TEXTO PROPORCIONADO
"En Jota", huellas de emoción.





En esos momentos tranquilos, cuando nada es lo que era, aún vienen a mi mente las melodías de mi infancia, tal vez las letrillas de mi abuela, con los acordes de una guitarra, quizá una noche de Navidad, quizá en la sobremesa de una celebración familiar. A veces repaso entre brumas los recuerdos de regresos a mi Navarra, cuando mi madre me enseñaba joticas al calor de una noche oscura, mis hermanos dormidos a mi lado, mi padre conduciendo el viejo Renault 12, y un cartel que anunciaba que entrabamos en Navarra: “Bienvenidos a Navarra – Ongi etorri” y que desaparecía fugazmente tras el destello de los faros mientras cruzábamos el Ebro por Castejón.

En la primavera me asaltan remembranzas de romerías a Ujué, entre cantos de ruiseñores y currucas, en un mayo soleado que en aquellos momentos parecía eterno. Tras despedirse de la Virgen, los romeros iniciaban la vuelta a Tafalla y una extraña alegría parecía inundarlo todo. Algún campesino de mi pueblo desgranaba una jota brava ante el panorama infinito que desde allí se divisa: abajo la Laguna de Pitillas, brillando como la plata, y la enorme planicie de la incipiente Ribera de Navarra, al fondo el Moncayo, detrás, los Pirineos todavía nevados.

TAREA REQUERIDA A
Extrae cada línea de los registros en la que aparezca la frase "phrase", teniendo en cuenta que se distinguen mayúsculas y minúsculas.
El texto y los registros son materiales independientes entre sí.

REGISTROS DISPONIBLES

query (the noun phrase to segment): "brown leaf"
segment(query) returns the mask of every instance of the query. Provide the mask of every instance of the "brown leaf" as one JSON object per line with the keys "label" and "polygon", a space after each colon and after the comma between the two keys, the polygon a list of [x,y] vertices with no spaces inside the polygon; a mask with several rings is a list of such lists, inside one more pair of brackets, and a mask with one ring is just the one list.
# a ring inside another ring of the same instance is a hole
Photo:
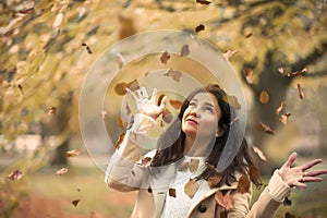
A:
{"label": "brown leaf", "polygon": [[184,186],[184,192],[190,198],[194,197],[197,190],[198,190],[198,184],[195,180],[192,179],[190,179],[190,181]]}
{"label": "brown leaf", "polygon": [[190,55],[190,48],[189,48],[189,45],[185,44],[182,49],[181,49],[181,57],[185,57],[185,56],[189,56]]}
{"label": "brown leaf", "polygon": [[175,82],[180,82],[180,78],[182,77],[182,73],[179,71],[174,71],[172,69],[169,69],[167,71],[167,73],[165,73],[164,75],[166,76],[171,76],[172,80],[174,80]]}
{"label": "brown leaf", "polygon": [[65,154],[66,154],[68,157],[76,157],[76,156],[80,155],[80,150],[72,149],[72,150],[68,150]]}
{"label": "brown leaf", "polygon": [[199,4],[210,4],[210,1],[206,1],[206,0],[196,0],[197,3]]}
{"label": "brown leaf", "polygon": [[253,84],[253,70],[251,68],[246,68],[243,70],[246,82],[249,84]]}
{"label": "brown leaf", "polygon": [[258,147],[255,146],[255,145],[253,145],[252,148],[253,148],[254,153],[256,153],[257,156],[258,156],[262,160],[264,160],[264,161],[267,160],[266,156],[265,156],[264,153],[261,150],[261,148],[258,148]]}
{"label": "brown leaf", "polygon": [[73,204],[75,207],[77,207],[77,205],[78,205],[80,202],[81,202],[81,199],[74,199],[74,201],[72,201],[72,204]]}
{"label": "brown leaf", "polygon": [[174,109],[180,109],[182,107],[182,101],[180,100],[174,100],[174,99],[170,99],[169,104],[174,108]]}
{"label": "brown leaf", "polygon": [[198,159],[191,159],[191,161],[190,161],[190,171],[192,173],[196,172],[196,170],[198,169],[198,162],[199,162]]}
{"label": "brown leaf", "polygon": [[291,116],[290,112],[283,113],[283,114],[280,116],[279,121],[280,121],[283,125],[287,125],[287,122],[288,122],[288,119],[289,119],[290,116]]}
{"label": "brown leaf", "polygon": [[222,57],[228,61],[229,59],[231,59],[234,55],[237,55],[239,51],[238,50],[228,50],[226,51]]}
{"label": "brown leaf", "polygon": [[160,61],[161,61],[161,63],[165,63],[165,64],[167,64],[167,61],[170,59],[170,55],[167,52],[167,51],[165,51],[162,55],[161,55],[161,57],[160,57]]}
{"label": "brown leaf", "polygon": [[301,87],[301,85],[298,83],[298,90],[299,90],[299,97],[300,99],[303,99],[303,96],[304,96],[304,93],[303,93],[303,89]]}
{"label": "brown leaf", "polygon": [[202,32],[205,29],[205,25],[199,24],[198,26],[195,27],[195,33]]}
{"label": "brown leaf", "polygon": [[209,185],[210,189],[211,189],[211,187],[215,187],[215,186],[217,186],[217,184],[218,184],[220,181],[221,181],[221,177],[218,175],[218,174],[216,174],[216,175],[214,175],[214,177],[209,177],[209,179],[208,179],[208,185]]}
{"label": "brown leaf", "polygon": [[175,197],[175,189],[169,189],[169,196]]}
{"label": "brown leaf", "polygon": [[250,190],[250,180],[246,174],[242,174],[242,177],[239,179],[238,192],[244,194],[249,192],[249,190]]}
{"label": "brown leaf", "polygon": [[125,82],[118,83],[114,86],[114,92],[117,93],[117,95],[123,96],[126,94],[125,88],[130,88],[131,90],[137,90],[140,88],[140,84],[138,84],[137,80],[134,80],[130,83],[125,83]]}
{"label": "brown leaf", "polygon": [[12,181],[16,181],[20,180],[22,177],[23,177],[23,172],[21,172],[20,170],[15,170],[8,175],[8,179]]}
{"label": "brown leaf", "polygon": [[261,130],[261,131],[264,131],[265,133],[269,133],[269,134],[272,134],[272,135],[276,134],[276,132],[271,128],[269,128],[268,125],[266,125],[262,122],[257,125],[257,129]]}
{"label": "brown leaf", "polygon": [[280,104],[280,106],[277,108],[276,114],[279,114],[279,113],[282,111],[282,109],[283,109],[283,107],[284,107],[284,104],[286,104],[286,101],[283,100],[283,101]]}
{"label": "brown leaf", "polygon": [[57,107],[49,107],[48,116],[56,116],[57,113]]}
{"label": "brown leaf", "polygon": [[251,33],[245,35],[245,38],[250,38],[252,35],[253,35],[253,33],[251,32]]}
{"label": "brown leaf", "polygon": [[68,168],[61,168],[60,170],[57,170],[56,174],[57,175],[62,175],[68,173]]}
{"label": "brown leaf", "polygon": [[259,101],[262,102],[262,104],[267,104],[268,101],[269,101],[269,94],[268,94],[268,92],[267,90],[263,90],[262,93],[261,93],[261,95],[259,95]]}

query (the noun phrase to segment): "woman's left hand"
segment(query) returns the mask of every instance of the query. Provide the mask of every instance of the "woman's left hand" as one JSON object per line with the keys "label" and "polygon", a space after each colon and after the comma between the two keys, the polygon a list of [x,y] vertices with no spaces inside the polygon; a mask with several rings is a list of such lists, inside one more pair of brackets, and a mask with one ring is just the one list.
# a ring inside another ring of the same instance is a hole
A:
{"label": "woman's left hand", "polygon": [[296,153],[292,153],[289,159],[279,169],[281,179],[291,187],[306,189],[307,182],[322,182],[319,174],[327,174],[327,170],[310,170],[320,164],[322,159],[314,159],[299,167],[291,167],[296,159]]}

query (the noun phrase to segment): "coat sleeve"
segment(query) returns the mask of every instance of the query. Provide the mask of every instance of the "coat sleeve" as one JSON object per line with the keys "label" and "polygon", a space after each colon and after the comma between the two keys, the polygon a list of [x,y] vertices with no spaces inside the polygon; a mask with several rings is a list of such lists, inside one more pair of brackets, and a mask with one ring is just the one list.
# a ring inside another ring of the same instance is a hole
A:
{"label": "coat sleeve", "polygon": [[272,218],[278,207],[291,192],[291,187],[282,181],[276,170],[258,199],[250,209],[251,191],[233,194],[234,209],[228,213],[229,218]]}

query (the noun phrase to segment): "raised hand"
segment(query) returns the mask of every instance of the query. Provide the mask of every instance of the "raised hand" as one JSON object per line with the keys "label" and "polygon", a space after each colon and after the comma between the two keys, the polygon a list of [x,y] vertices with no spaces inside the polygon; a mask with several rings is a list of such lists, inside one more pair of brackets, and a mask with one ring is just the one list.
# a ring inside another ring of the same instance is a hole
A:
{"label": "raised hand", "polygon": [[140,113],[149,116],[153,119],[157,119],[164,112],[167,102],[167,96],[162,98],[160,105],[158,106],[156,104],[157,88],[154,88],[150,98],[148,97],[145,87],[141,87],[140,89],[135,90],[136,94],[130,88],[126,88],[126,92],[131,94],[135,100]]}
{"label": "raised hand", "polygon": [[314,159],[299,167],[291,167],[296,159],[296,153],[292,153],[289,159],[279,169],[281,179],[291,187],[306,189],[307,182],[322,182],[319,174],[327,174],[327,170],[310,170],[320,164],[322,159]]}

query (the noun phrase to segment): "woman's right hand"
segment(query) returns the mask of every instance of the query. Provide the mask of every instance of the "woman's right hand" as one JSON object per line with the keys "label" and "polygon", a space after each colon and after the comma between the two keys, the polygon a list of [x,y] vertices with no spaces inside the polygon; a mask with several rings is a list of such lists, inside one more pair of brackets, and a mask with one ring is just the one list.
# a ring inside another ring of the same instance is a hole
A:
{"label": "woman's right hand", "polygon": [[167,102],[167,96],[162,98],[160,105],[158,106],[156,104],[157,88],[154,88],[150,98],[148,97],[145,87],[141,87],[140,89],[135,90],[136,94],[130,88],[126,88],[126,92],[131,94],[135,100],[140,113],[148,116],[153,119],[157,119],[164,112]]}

TAREA REQUERIDA B
Repite íntegramente el texto sobre la jota y los recuerdos de Navarra, sin alterar nada.

SOLUCIÓN DEL EJERCICIO A
query (the noun phrase to segment): "brown leaf"
query (the noun phrase to segment): "woman's left hand"
query (the noun phrase to segment): "coat sleeve"
query (the noun phrase to segment): "raised hand"
query (the noun phrase to segment): "woman's right hand"

SOLUCIÓN DEL EJERCICIO B
"En Jota", huellas de emoción.





En esos momentos tranquilos, cuando nada es lo que era, aún vienen a mi mente las melodías de mi infancia, tal vez las letrillas de mi abuela, con los acordes de una guitarra, quizá una noche de Navidad, quizá en la sobremesa de una celebración familiar. A veces repaso entre brumas los recuerdos de regresos a mi Navarra, cuando mi madre me enseñaba joticas al calor de una noche oscura, mis hermanos dormidos a mi lado, mi padre conduciendo el viejo Renault 12, y un cartel que anunciaba que entrabamos en Navarra: “Bienvenidos a Navarra – Ongi etorri” y que desaparecía fugazmente tras el destello de los faros mientras cruzábamos el Ebro por Castejón.

En la primavera me asaltan remembranzas de romerías a Ujué, entre cantos de ruiseñores y currucas, en un mayo soleado que en aquellos momentos parecía eterno. Tras despedirse de la Virgen, los romeros iniciaban la vuelta a Tafalla y una extraña alegría parecía inundarlo todo. Algún campesino de mi pueblo desgranaba una jota brava ante el panorama infinito que desde allí se divisa: abajo la Laguna de Pitillas, brillando como la plata, y la enorme planicie de la incipiente Ribera de Navarra, al fondo el Moncayo, detrás, los Pirineos todavía nevados.